GIVEN TASK:
Rewrite the rows below as a numbered list, leaving out the blank lines.

======== DATA FOR PROCESSING

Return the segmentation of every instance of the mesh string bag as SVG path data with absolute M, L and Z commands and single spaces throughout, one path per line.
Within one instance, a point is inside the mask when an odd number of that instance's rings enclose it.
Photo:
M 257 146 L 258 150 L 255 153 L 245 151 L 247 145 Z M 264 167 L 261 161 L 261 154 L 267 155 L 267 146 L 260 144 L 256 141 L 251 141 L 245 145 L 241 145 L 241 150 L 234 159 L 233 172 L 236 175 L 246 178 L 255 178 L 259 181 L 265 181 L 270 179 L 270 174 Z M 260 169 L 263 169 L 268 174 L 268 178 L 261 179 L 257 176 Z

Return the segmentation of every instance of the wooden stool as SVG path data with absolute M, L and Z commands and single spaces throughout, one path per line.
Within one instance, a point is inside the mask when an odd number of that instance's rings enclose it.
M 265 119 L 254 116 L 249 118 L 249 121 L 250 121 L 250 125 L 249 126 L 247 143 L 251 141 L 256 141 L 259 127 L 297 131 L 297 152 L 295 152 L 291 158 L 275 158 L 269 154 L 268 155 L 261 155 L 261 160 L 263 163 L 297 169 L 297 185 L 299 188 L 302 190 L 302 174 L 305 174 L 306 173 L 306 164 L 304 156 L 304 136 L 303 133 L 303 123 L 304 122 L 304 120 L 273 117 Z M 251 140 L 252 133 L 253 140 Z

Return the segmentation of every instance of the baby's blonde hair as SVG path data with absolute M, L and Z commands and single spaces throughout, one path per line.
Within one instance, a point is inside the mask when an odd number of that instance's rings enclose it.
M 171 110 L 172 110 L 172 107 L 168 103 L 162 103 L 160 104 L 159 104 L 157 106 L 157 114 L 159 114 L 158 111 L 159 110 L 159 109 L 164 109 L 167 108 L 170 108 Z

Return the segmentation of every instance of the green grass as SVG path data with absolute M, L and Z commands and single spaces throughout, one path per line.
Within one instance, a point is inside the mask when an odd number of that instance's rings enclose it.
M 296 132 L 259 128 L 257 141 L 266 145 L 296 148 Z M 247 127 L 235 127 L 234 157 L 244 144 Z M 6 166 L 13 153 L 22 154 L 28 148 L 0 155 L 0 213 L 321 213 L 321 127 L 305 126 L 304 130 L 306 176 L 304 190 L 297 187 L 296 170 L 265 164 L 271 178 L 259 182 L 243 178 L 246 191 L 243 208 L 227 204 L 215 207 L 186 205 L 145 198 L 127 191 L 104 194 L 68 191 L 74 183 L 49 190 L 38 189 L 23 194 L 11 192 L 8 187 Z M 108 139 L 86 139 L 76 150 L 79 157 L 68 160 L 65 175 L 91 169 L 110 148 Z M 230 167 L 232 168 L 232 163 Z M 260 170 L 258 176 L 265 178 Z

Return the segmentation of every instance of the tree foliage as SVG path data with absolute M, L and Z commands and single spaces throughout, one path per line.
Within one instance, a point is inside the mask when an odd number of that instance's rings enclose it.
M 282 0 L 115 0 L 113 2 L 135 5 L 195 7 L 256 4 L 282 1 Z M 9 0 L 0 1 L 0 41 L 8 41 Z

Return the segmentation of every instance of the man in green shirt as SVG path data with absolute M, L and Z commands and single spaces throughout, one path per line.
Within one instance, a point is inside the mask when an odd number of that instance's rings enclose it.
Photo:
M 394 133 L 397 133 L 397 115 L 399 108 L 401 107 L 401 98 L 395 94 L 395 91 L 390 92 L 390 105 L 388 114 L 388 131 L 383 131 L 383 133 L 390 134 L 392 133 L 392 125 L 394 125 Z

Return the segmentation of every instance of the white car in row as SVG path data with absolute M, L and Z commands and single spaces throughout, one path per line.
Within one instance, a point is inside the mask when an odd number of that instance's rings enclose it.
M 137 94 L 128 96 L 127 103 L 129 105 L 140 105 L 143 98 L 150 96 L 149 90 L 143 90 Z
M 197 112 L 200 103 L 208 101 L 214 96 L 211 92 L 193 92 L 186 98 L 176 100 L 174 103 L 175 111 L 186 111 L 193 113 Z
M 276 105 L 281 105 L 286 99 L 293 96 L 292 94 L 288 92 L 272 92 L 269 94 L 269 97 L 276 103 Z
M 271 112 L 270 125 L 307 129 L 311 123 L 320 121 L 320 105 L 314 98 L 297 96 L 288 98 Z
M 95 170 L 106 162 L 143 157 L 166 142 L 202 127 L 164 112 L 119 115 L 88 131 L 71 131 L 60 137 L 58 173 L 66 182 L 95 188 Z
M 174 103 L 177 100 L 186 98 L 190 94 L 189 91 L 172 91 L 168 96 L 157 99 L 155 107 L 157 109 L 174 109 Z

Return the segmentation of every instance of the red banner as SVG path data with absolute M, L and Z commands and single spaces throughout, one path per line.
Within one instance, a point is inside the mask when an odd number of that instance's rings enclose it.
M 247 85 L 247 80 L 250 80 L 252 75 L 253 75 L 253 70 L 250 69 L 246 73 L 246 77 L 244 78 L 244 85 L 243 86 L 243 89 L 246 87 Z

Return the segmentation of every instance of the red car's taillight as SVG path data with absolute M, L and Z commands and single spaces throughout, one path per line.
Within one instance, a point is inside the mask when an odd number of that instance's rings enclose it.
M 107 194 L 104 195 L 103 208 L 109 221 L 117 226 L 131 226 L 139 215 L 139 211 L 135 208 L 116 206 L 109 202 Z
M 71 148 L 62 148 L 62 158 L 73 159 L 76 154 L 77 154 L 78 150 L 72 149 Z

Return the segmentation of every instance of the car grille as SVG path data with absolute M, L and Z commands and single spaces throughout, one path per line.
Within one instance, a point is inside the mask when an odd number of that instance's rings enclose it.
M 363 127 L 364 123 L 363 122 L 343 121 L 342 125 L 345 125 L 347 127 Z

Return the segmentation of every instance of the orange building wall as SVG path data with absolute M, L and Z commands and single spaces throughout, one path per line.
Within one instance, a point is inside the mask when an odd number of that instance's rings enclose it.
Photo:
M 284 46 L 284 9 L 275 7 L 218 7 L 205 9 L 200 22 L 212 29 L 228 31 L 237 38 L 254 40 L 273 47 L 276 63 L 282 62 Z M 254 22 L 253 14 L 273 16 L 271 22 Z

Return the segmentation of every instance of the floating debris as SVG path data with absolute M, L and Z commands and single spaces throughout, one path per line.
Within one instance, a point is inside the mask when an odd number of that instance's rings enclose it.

================

FINISHED TASK:
1. Return the segmentation of every instance of the mesh string bag as SVG path data with absolute M, L and Z commands and single spaces throughout, one path per line.
2. Within one instance, a point is inside the mask when an odd number of that instance's rings enclose it.
3. Photo:
4. M 257 146 L 258 150 L 255 153 L 245 151 L 247 145 Z M 264 167 L 261 161 L 261 154 L 267 155 L 267 146 L 260 144 L 256 141 L 251 141 L 245 145 L 241 145 L 241 150 L 234 159 L 233 172 L 236 175 L 246 178 L 255 178 L 259 181 L 265 181 L 270 179 L 270 174 Z M 260 169 L 263 169 L 268 174 L 268 178 L 261 179 L 257 176 Z
5. Return the segmentation of every instance of the wooden stool as SVG path data with absolute M, L and Z commands and single spaces throughout, one path per line.
6. Within one instance, a point is inside the mask when an odd number of that instance's rings enclose it.
7. M 265 119 L 254 116 L 249 118 L 249 121 L 250 121 L 250 125 L 249 126 L 247 143 L 251 141 L 256 141 L 259 127 L 297 131 L 297 152 L 295 152 L 291 158 L 275 158 L 269 154 L 268 155 L 261 155 L 261 160 L 263 163 L 297 169 L 297 185 L 299 188 L 302 190 L 302 174 L 305 174 L 306 173 L 306 164 L 304 156 L 304 136 L 303 133 L 303 123 L 304 122 L 304 120 L 273 117 Z M 251 140 L 252 133 L 253 140 Z
8. Return the segmentation of every instance of the baby's blonde hair as SVG path data with absolute M, L and Z commands and single spaces throughout, one path per line.
9. Within one instance, a point is inside the mask when an odd number of that instance's rings enclose it.
10. M 171 110 L 172 110 L 172 107 L 168 103 L 162 103 L 160 104 L 159 104 L 157 106 L 157 114 L 159 114 L 158 111 L 159 110 L 159 109 L 164 109 L 167 108 L 170 108 Z
11. Return the segmentation of every instance of the green grass as SVG path data with absolute M, L and Z commands and single spaces throughout, one path per line.
12. Within one instance, a point is inside the mask when an odd number of that instance's rings enclose it.
13. M 296 132 L 259 128 L 257 141 L 266 145 L 296 148 Z M 247 127 L 235 127 L 234 157 L 244 144 Z M 6 166 L 13 153 L 22 154 L 28 148 L 0 155 L 0 213 L 321 213 L 321 127 L 305 126 L 304 130 L 306 176 L 304 190 L 297 187 L 296 170 L 265 164 L 271 178 L 259 182 L 243 178 L 246 191 L 243 208 L 227 204 L 215 207 L 186 205 L 145 198 L 127 191 L 104 194 L 68 191 L 74 183 L 49 190 L 38 189 L 23 194 L 11 192 L 8 187 Z M 108 139 L 86 139 L 76 150 L 79 157 L 68 160 L 65 175 L 91 169 L 110 148 Z M 230 167 L 232 168 L 232 163 Z M 260 170 L 258 176 L 265 178 Z
14. Return the segmentation of every instance of the tree foliage as SVG path data with absolute M, L and Z commands and single spaces throughout, one path per line.
15. Within one instance, a point is inside the mask when an odd number of that instance's rings enclose it.
16. M 282 0 L 115 0 L 113 2 L 135 5 L 195 7 L 256 4 L 282 1 Z M 9 0 L 0 1 L 0 41 L 8 41 Z
17. Return the segmentation of every instance of the man in green shirt as SVG path data with absolute M, L and Z commands and single spaces throughout, one path per line.
18. Within one instance, a point is inside the mask when an odd number of that instance's rings enclose it.
19. Photo:
20. M 394 133 L 397 133 L 397 115 L 399 108 L 401 107 L 401 98 L 395 94 L 395 91 L 390 92 L 390 105 L 388 114 L 388 131 L 383 131 L 383 133 L 390 134 L 392 133 L 392 125 L 394 125 Z
21. Return the segmentation of every instance of the white car in row as SVG path data with absolute M, L and Z commands and single spaces throughout, one path per line.
22. Within one instance, a point is inside the mask when an odd number of that instance's rings enclose it.
23. M 137 94 L 128 96 L 127 103 L 129 105 L 140 105 L 143 98 L 150 96 L 149 90 L 143 90 Z
24. M 197 112 L 200 103 L 208 101 L 214 96 L 211 92 L 193 92 L 186 98 L 176 100 L 174 103 L 175 111 L 186 111 L 193 113 Z
25. M 276 105 L 281 105 L 286 99 L 293 96 L 292 94 L 288 92 L 272 92 L 269 94 L 269 97 L 276 103 Z
26. M 271 112 L 270 125 L 307 129 L 311 123 L 320 121 L 320 105 L 314 98 L 297 96 L 288 98 Z
27. M 95 170 L 106 162 L 143 157 L 166 142 L 202 127 L 164 112 L 119 115 L 88 131 L 71 131 L 60 137 L 58 173 L 66 182 L 95 188 Z
28. M 174 103 L 177 100 L 186 98 L 190 94 L 189 91 L 172 91 L 168 96 L 157 99 L 155 107 L 157 109 L 174 109 Z
29. Return the segmentation of every instance of the red banner as SVG path data with absolute M, L and Z commands and single spaces throughout, one path per line.
30. Within one instance, a point is inside the mask when an odd number of that instance's rings enclose it.
31. M 247 85 L 247 80 L 250 80 L 252 75 L 253 75 L 253 70 L 250 69 L 246 73 L 246 77 L 244 78 L 244 85 L 243 86 L 243 89 L 246 87 Z
32. Return the segmentation of every instance of the red car's taillight as SVG path data with absolute M, L and Z commands and single spaces throughout, one path per line.
33. Within one instance, a point is inside the mask when an odd number of that instance's rings enclose it.
34. M 107 194 L 104 195 L 103 208 L 109 221 L 117 226 L 131 226 L 139 215 L 139 211 L 135 208 L 116 206 L 109 202 Z
35. M 71 148 L 62 148 L 62 158 L 73 159 L 76 154 L 77 154 L 78 150 L 72 149 Z
36. Return the segmentation of every instance of the car grille as SVG path data with absolute M, L and Z commands and single spaces throughout, one path per line.
37. Within one instance, a point is inside the mask when an odd number of that instance's rings enclose it.
38. M 363 127 L 364 123 L 363 122 L 343 121 L 342 125 L 345 125 L 347 127 Z
39. Return the segmentation of every instance of the orange building wall as SVG path data with absolute M, L and Z commands and single spaces throughout, one path per line.
40. Within one instance, a point is inside the mask when an odd number of that instance's rings enclose it.
41. Photo:
42. M 284 46 L 284 9 L 275 7 L 218 7 L 205 9 L 200 22 L 212 29 L 228 31 L 237 38 L 254 40 L 273 47 L 276 63 L 282 62 Z M 254 22 L 253 14 L 273 16 L 271 22 Z
43. Return the segmentation of every instance of the floating debris as SVG path data with absolute M, L and Z commands and single spaces throughout, one path per line.
44. Within one instance, a point is inside the mask when an odd number of that instance's rings enclose it.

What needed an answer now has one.